### The problem
Identify all lines in the data containing the string "small". Copy them out.

------ Records

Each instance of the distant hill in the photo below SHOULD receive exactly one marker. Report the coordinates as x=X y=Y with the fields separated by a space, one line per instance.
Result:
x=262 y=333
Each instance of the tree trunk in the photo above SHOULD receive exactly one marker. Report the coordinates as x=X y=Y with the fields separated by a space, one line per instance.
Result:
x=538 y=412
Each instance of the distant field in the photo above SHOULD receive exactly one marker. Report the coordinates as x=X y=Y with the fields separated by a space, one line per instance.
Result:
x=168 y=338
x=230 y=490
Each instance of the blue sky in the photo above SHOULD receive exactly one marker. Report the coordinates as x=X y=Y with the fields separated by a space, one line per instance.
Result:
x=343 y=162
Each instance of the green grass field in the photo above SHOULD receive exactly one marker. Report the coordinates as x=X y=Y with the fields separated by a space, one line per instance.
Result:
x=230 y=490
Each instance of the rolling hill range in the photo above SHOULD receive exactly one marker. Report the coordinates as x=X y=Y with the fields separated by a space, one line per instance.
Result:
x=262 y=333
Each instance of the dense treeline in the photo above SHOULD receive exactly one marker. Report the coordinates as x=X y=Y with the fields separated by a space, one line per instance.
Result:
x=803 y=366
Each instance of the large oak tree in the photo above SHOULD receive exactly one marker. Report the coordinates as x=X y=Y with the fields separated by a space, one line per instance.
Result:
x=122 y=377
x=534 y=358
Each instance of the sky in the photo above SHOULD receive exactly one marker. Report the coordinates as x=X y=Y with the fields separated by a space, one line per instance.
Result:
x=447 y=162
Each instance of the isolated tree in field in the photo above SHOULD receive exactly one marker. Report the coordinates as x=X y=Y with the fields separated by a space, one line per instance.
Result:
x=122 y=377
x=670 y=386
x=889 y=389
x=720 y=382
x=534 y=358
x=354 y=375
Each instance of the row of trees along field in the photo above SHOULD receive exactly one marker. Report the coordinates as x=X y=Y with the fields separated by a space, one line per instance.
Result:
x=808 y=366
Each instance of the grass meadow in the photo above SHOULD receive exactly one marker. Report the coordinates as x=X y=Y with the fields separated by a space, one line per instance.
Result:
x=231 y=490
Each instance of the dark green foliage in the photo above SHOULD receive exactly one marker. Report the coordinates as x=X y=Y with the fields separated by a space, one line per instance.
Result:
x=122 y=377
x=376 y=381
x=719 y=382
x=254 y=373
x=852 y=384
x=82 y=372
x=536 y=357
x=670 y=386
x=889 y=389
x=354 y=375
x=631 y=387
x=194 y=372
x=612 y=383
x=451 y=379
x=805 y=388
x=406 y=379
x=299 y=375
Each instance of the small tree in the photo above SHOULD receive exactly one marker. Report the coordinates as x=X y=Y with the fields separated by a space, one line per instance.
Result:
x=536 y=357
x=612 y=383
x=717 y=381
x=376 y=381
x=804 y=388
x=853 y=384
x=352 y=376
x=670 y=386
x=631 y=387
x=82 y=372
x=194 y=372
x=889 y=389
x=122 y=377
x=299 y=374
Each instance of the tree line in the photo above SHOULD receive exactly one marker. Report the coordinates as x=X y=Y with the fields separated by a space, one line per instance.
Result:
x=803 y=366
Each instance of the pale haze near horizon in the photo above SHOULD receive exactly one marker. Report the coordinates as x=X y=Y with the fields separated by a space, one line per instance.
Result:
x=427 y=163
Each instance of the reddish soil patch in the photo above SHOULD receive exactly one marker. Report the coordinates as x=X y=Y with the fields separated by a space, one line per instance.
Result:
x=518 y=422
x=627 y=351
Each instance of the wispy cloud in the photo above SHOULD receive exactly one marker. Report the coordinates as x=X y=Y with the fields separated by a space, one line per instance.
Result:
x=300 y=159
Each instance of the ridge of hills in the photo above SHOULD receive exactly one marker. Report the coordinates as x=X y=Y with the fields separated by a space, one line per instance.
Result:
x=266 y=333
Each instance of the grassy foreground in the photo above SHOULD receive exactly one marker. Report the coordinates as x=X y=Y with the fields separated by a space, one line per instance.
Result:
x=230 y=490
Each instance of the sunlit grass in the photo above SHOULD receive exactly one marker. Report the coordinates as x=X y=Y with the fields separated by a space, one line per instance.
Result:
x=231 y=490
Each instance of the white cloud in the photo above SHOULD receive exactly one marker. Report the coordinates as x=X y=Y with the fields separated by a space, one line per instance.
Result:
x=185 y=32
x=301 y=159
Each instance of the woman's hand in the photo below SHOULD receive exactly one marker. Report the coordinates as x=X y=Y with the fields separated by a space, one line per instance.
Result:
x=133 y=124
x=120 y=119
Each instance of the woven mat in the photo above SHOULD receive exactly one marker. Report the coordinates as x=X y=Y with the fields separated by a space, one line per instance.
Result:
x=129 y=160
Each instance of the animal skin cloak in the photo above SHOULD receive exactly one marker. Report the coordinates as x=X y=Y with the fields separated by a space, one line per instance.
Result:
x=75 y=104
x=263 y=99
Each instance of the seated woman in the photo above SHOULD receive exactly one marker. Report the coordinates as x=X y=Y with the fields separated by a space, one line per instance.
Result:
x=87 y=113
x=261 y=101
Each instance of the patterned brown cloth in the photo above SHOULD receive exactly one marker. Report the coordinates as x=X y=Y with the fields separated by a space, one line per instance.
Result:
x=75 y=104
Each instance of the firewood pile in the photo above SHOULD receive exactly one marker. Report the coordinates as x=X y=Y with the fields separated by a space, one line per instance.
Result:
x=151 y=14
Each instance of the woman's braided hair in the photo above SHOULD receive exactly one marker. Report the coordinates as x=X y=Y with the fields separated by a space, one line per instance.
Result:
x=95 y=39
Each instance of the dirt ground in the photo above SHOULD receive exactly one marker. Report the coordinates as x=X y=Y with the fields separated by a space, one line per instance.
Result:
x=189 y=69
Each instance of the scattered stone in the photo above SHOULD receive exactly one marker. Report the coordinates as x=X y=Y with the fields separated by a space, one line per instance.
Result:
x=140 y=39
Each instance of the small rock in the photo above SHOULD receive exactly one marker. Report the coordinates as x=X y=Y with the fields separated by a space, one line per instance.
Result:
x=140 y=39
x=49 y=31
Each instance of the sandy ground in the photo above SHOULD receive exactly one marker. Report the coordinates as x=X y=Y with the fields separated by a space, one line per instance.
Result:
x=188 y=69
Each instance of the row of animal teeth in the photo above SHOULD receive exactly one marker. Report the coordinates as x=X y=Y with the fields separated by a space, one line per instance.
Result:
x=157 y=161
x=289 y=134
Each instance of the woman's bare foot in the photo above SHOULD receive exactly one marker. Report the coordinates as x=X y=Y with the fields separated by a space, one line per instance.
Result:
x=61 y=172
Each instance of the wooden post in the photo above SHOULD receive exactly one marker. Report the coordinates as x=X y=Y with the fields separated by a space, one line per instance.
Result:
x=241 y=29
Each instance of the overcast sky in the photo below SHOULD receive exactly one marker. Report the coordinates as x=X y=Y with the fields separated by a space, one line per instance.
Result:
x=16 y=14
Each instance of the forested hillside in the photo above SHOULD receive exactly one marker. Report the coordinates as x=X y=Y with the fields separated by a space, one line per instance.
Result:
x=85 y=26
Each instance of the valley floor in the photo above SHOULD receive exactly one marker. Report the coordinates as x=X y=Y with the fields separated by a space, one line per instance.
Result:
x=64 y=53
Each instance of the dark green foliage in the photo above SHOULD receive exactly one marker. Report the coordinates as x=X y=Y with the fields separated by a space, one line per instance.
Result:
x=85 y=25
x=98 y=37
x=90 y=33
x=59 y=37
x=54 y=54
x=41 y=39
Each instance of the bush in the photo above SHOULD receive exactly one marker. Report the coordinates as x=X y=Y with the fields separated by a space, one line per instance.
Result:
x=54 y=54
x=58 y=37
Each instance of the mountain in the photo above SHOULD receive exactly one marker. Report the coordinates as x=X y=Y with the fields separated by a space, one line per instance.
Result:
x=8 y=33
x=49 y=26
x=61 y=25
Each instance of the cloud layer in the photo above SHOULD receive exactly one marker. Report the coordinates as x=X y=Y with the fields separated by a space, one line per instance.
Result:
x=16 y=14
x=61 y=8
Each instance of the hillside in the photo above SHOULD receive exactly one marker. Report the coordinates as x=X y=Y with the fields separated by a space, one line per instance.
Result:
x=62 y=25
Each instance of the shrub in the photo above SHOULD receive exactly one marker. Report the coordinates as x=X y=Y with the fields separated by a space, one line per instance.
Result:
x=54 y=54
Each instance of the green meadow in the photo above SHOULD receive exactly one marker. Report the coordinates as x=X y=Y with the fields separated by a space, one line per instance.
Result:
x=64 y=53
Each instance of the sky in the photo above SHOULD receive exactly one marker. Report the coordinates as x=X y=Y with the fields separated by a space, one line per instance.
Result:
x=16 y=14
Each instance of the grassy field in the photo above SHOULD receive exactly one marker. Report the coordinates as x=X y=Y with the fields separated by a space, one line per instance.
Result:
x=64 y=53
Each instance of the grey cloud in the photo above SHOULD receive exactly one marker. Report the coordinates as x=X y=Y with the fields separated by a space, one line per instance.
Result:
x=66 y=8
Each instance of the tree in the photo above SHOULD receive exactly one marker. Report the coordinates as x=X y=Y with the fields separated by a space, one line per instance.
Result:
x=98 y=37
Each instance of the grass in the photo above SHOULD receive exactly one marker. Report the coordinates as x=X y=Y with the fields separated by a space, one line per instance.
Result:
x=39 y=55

------------

### Exercise response
Each instance of the small tree in the photo above SHOULD receive exactly one marker. Report the coordinates as x=X y=Y with the fields separated by a space, one line per instance.
Each instance of the small rock in the photo above SHOULD receive exactly one marker. Report the coordinates as x=X y=Y with the fields separated by a space, one line per instance.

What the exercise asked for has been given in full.